WHAT YOU WILL DO: Put all of the data below into a JSON list of strings, with one string for each line and blank lines left out. Omit the pictures from the list.

## Start

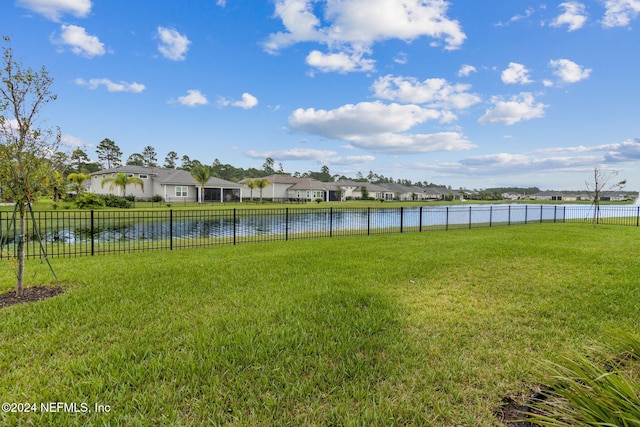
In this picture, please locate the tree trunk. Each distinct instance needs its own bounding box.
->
[16,203,25,298]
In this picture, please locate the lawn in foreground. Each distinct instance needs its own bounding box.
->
[0,224,640,426]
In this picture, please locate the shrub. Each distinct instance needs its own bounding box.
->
[526,332,640,427]
[73,193,105,209]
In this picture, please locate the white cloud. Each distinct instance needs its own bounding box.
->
[549,59,591,83]
[372,75,481,110]
[158,27,191,61]
[246,148,375,165]
[393,52,409,65]
[605,138,640,163]
[551,1,587,31]
[496,7,535,27]
[178,89,209,107]
[602,0,640,27]
[307,50,375,73]
[289,101,474,153]
[502,62,532,84]
[350,132,476,154]
[289,101,441,141]
[458,64,477,77]
[478,92,548,125]
[263,0,466,72]
[60,134,85,147]
[218,92,258,110]
[53,24,105,58]
[18,0,91,22]
[460,153,601,175]
[76,78,145,93]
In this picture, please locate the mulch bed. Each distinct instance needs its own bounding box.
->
[0,286,64,309]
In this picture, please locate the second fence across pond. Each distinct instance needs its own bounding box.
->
[0,205,640,257]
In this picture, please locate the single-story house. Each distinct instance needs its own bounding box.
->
[287,178,341,202]
[330,180,395,200]
[89,165,243,202]
[529,191,575,200]
[238,173,302,202]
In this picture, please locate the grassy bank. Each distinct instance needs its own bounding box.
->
[0,224,640,426]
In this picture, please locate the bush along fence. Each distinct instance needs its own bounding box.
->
[0,205,640,258]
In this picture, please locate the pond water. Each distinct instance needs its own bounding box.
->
[37,204,640,243]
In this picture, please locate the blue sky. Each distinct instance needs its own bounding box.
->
[0,0,640,190]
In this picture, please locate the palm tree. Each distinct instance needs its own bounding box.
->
[254,178,271,203]
[100,172,144,197]
[67,173,91,194]
[244,179,256,202]
[191,165,211,203]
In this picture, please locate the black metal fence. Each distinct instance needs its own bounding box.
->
[0,205,640,258]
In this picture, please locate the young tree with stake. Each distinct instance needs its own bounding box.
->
[0,37,60,297]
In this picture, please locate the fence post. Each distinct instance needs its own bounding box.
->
[329,207,333,237]
[444,206,449,231]
[489,206,493,227]
[233,208,238,245]
[169,209,173,251]
[89,209,95,256]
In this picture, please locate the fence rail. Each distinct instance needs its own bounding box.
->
[0,205,640,258]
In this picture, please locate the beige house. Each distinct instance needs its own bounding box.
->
[88,165,243,203]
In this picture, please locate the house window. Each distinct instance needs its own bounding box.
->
[176,186,189,197]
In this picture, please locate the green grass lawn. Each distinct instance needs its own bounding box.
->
[0,224,640,426]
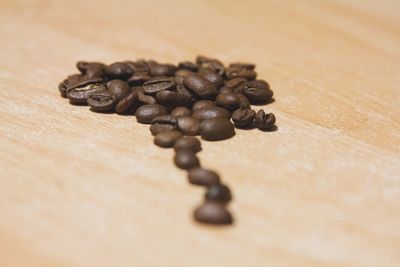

## End

TASK SOLUTION:
[
  "In this picture, please locate the tree trunk. Each distinct instance needs its own bounding box.",
  "->",
  "[16,203,25,298]",
  "In this picture, please locate the lawn in foreground. Each distinct instance needs its own bounding box.",
  "->",
  "[0,224,640,426]",
  "In this picture, please locate the shrub. Each distinct instance needs its own bounding box.",
  "->",
  "[526,332,640,427]",
  "[73,193,105,209]",
  "In this picture, please locate the white cloud. Each distinct instance needs its own bounding box.",
  "->",
  "[549,59,591,83]",
  "[372,75,481,110]",
  "[158,27,191,61]",
  "[246,148,375,165]",
  "[393,52,409,65]",
  "[605,138,640,163]",
  "[551,1,587,31]",
  "[496,7,535,27]",
  "[178,89,209,107]",
  "[602,0,640,27]",
  "[307,50,375,73]",
  "[289,101,474,153]",
  "[502,62,532,84]",
  "[350,132,476,154]",
  "[289,101,441,141]",
  "[458,64,477,77]",
  "[478,92,548,125]",
  "[263,0,466,72]",
  "[60,134,85,147]",
  "[218,92,258,110]",
  "[53,24,105,58]",
  "[18,0,91,22]",
  "[460,153,601,175]",
  "[76,78,145,93]",
  "In this picture, please locate the mulch bed. Each distinct instance needs its own bounding box.",
  "->",
  "[0,286,64,309]",
  "In this picture, please locate the second fence across pond. Each distinct instance needs its own bounding box.",
  "->",
  "[0,205,640,257]",
  "In this picture, please locate the single-story house. Each distinct instance needs its own bounding box.",
  "->",
  "[287,178,341,202]",
  "[330,180,395,200]",
  "[89,165,243,202]",
  "[529,191,575,200]",
  "[238,173,302,202]",
  "In this picture, please locate the grassy bank. Each distinct instance needs its own bounding box.",
  "->",
  "[0,224,640,426]",
  "In this picture, please locate the bush along fence. Each distinct instance needs its own bounding box.",
  "->",
  "[0,205,640,258]",
  "In this picture, please locate the pond water. Each distinct instance needs its own bounding box.",
  "->",
  "[37,204,640,243]",
  "In this picture, please locate the blue sky. Each distinct instance needs its own bounding box.",
  "->",
  "[0,0,640,190]",
  "In this picture, please locate the palm tree. Each distinct instance needs its own bounding box.",
  "->",
  "[254,178,271,203]",
  "[100,172,144,197]",
  "[67,173,91,194]",
  "[244,179,256,202]",
  "[191,165,211,203]",
  "In this picture, please locate the black metal fence. Each distinct instance needs its own bounding box.",
  "->",
  "[0,205,640,258]",
  "In this picture, please locate the young tree with stake. Each distinct instance needs its own bounding box.",
  "->",
  "[0,37,60,297]",
  "In this picture, please locate the fence post. Each distinct instance needs its own bounding box.",
  "->",
  "[329,207,333,237]",
  "[444,206,449,231]",
  "[489,206,493,227]",
  "[233,208,238,245]",
  "[169,209,173,251]",
  "[89,209,95,256]",
  "In this picture, please locate the fence rail. Each distinct instance needs its own bounding box.",
  "->",
  "[0,205,640,258]",
  "In this picture, please locate the beige house. Each distinct instance needs its own bounding box.",
  "->",
  "[88,165,243,203]",
  "In this picture, please locate the house window. Each distinct instance needs its own bounding box.",
  "->",
  "[176,186,189,197]",
  "In this picture, please locate the green grass lawn. Each distinct instance needs its own bounding box.",
  "->",
  "[0,224,640,426]"
]